╭──
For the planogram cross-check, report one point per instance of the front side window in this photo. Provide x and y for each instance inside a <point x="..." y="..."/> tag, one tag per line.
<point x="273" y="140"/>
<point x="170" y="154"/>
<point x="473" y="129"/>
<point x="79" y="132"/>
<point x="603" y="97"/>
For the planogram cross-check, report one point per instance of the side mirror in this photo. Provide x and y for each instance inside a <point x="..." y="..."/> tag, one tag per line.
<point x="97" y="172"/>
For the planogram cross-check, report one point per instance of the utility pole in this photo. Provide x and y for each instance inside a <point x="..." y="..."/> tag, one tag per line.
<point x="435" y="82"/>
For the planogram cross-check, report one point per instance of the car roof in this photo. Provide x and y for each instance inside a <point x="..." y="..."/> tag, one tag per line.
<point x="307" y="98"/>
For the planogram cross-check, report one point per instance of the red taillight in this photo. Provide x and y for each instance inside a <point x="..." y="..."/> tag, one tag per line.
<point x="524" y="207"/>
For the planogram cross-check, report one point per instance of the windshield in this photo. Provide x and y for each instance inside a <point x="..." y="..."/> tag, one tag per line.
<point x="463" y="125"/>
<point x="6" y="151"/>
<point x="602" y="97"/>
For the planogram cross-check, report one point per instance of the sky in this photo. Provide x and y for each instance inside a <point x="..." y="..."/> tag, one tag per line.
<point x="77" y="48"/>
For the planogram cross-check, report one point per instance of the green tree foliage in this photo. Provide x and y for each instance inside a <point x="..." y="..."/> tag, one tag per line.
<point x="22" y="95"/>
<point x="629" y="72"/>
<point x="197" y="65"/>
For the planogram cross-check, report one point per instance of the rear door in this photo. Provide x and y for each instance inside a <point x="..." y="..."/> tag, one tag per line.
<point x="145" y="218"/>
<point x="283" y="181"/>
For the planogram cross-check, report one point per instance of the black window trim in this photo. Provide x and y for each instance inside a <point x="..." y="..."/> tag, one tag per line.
╰──
(Work to be completed):
Write out every row above word for word, keeping each line in its original order.

(Output for this exercise):
For the planogram cross-check, report one point per instance of the front side window in this photo. Provide x and y for each instance inside a <point x="..." y="..."/> tag, one tag per line.
<point x="273" y="140"/>
<point x="170" y="154"/>
<point x="473" y="129"/>
<point x="79" y="132"/>
<point x="603" y="97"/>
For the planogram cross-check, report one point per instance of the side mirror in this photo. Provide x and y for each instance inside a <point x="..." y="..."/> tag, one tag per line.
<point x="97" y="172"/>
For the planogram cross-check, report one point per instance of the utility pole in this photo. Provide x and y for each instance inside a <point x="..." y="..."/> tag, one tag per line.
<point x="435" y="82"/>
For the planogram cross-check, report one point per instance of the car roof in this photo. Provide x and y for each instance inside a <point x="..." y="..."/> tag, one tag per line.
<point x="307" y="98"/>
For the planogram cross-check, report one point per instance of the red taillight in this photo. Provide x and y for each instance inside a <point x="..." y="..."/> tag, one tag per line.
<point x="524" y="207"/>
For the planogram cross-check, report one point per instance of the windshield in this photo. Provide x and y for each instance inside a <point x="..." y="..."/> tag, one tag per line.
<point x="463" y="125"/>
<point x="6" y="151"/>
<point x="602" y="97"/>
For the planogram cross-check, report one point per instance of the sky in this photo. Provide x and y for each instance inside a <point x="..." y="..."/> tag, one tag per line.
<point x="77" y="48"/>
For the planogram cross-check, report one point per instance of the green tree foliage in this photo. Provide x and y for each instance inside a <point x="..." y="..."/> tag, one tag per line.
<point x="22" y="95"/>
<point x="629" y="72"/>
<point x="197" y="65"/>
For the planogram cross-check, report one point per instance of the rear door in this photo. Provide x and y for each instance inside a <point x="..." y="..."/> tag, one tag per line.
<point x="145" y="218"/>
<point x="283" y="181"/>
For the planogram cross-check, report one point per instance of the black window trim in this photo. Provide x and y for each instance inside a <point x="..." y="..."/> tag, one tag per line.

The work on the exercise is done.